# [Set exercise]
Set the following entries down again exactly, line by line.

Dataset records
<<<<
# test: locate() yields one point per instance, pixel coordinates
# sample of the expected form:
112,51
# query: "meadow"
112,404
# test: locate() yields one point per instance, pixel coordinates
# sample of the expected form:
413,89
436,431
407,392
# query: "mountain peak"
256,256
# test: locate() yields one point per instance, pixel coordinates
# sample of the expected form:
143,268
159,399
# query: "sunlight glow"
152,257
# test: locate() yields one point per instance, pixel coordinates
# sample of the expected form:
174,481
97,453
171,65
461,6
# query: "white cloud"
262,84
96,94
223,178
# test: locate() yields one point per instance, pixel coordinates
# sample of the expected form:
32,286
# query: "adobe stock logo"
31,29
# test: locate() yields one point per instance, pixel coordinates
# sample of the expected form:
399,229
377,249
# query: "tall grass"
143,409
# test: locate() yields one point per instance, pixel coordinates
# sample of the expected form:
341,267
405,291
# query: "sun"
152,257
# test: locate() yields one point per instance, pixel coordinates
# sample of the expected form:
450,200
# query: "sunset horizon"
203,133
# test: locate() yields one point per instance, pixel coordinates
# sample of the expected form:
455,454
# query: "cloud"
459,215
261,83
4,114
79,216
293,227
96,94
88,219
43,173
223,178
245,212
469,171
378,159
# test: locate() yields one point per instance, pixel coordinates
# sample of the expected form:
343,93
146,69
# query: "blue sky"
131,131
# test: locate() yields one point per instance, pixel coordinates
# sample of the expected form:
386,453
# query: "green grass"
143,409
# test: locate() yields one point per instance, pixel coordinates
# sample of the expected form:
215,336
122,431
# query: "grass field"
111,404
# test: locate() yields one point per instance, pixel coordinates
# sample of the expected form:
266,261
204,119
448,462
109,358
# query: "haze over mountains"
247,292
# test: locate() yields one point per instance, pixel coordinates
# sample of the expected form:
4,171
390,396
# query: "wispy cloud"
>>>>
# [Output for this exercise]
# test: locate() yields one point per instance, pixel coordinates
# sample of the expected form:
112,51
# query: "meadow"
112,404
# test: locate() yields one point per instance, pixel coordinates
# sample of the expected form:
413,89
436,431
407,392
# query: "mountain peak"
256,256
# test: locate() yields one point per instance, pixel coordinates
# sample of the expected form:
143,268
159,399
# query: "sunlight glow"
152,257
# test: locate() yields one point per instance, pixel coordinates
# sample of the expected form:
174,481
97,453
171,65
461,6
# query: "white cloud"
262,84
96,94
223,178
# test: locate() yields one point per instance, pixel coordinates
# sample of the expected form:
32,286
# query: "adobe stock logo"
31,29
# test: locate() yields one point per instance, pixel coordinates
# sample of the expected form:
399,229
377,249
# query: "tall grass"
143,409
# test: locate() yields one point per instance, pixel coordinates
# sample of the expected form:
341,267
405,291
# query: "sun"
152,257
# test: locate() yields one point per instance, pixel coordinates
# sample of the expected form:
450,200
# query: "sunset horizon"
203,133
# test: locate() yields one point per instance, pixel coordinates
# sample of the expected form:
455,454
# query: "cloud"
459,215
261,83
4,114
79,216
293,227
96,94
88,219
43,173
223,178
245,212
469,171
378,159
# test: locate() yields one point per instance, pixel coordinates
# sample of the expected form:
343,93
146,69
# query: "blue sky"
131,131
# test: locate() yields one point per instance, pixel coordinates
# sample of the expected form:
386,453
# query: "green grass"
143,409
# test: locate() yields one point per instance, pixel coordinates
# sample of the expected form:
215,336
122,431
# query: "grass field"
111,404
# test: locate() yields one point per instance, pixel coordinates
# sample of the expected form:
266,261
204,119
448,462
109,358
# query: "haze over mountains"
247,292
# test: locate() yields one point per instance, pixel coordinates
# sample of the expected form:
4,171
390,396
# query: "wispy cloud"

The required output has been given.